▶ **STATED EXERCISE**
Write out the material exactly, leaving every picture behind.
********************
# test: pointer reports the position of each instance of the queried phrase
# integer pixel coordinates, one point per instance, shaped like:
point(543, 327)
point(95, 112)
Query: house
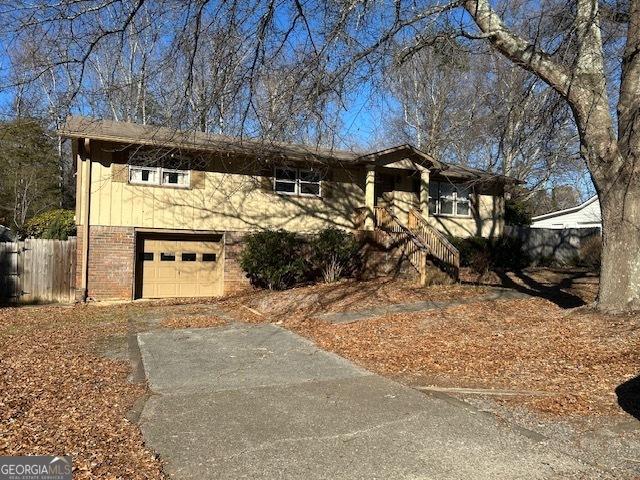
point(585, 215)
point(163, 213)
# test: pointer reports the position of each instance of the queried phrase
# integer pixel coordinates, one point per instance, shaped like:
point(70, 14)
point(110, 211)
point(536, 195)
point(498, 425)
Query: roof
point(138, 134)
point(566, 210)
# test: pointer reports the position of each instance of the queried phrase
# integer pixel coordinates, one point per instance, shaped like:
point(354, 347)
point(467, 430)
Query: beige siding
point(228, 201)
point(234, 199)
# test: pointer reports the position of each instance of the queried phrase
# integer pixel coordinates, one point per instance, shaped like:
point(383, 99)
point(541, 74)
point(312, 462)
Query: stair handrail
point(445, 241)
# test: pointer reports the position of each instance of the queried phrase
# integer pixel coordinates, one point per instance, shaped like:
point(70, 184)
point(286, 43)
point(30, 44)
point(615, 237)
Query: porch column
point(424, 193)
point(370, 197)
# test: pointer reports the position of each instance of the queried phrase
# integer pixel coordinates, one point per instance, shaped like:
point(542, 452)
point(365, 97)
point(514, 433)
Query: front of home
point(162, 213)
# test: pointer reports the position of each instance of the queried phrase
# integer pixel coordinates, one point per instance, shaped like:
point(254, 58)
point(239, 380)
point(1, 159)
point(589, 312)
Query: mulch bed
point(193, 321)
point(59, 396)
point(532, 345)
point(344, 296)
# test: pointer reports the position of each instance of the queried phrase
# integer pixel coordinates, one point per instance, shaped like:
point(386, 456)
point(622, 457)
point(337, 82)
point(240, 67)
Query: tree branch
point(516, 48)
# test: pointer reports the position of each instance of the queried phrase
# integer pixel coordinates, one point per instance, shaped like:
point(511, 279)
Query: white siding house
point(585, 215)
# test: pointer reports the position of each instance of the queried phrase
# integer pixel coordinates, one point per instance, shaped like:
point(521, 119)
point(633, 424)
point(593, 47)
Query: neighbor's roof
point(566, 210)
point(138, 134)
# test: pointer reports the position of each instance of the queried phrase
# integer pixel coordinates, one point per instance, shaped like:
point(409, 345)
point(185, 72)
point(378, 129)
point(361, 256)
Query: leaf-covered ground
point(61, 396)
point(60, 393)
point(528, 345)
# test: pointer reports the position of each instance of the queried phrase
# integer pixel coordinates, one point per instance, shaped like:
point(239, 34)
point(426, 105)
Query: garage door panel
point(180, 268)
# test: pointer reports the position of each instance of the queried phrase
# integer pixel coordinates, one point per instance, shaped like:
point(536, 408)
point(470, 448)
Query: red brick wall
********************
▶ **THE RESPONSE**
# test: pointer reports the position of each instance of the queried phrase
# integer pixel coordinates, one point per instance, shaped like:
point(543, 327)
point(95, 112)
Query: house
point(585, 215)
point(163, 213)
# test: pointer reports the position of each instance of the queried phrase
# integer pixel coordinates, one point per instance, shaped like:
point(70, 14)
point(110, 211)
point(536, 195)
point(498, 425)
Query: roof
point(138, 134)
point(566, 210)
# test: pointer reports the position of each instance of the queried phrase
# integer pixel coordinates, one point per instance, shaped like:
point(354, 347)
point(467, 430)
Query: beige siding
point(228, 201)
point(234, 199)
# test: pointer reports the position of each instance of the queried phrase
# integer pixel coordinates, one point per instance, shaped like:
point(383, 99)
point(541, 74)
point(312, 462)
Query: stair handrail
point(445, 241)
# test: pointer reports the position of each instance of the queried phrase
# integer pixel coordinates, one point per instance, shaped like:
point(70, 184)
point(286, 43)
point(30, 44)
point(615, 237)
Query: porch column
point(424, 193)
point(370, 197)
# test: pointer reports the position of each instance of the queried phrase
# integer pixel coordinates, one point per instance, shaped like:
point(542, 452)
point(365, 97)
point(514, 433)
Query: front of home
point(162, 213)
# test: pointer reports the position of each instance of the queried phrase
# integer pixel coordinates, one point per instance, shaped like:
point(254, 58)
point(239, 380)
point(1, 159)
point(589, 312)
Query: mulch bed
point(193, 321)
point(59, 396)
point(532, 345)
point(344, 296)
# test: pointer reports the position of each instance of the queried phrase
# integer pixel coordinates, one point per instance, shaped like:
point(386, 456)
point(622, 457)
point(337, 82)
point(240, 67)
Query: tree branch
point(516, 48)
# test: pointer reports the position of each instance of the queried phrase
# integer pixel coordinates, one point per instance, shaped like:
point(511, 279)
Query: white siding house
point(585, 215)
# test: pointer reports the position of each instance of the queried phrase
# integer pixel coordinates, one point per instance, shaped like:
point(521, 119)
point(633, 424)
point(593, 47)
Query: neighbor's roof
point(566, 210)
point(138, 134)
# test: pointer reports the position of each instance of the queried phrase
# integer pixel coordinates, one point per instance, shaped like:
point(409, 345)
point(185, 72)
point(378, 129)
point(361, 256)
Query: leaf-covered ground
point(61, 396)
point(60, 393)
point(528, 345)
# test: pointer reports the position of each instance of the queried phrase
# integer pixel coordinates, one point per instance, shaped like:
point(239, 34)
point(426, 105)
Query: garage door panel
point(180, 268)
# test: pointer reports the position of each instance of the queried phrase
# integer pixel coordinates, one point per instance, shaped like:
point(536, 408)
point(470, 448)
Query: red brick wall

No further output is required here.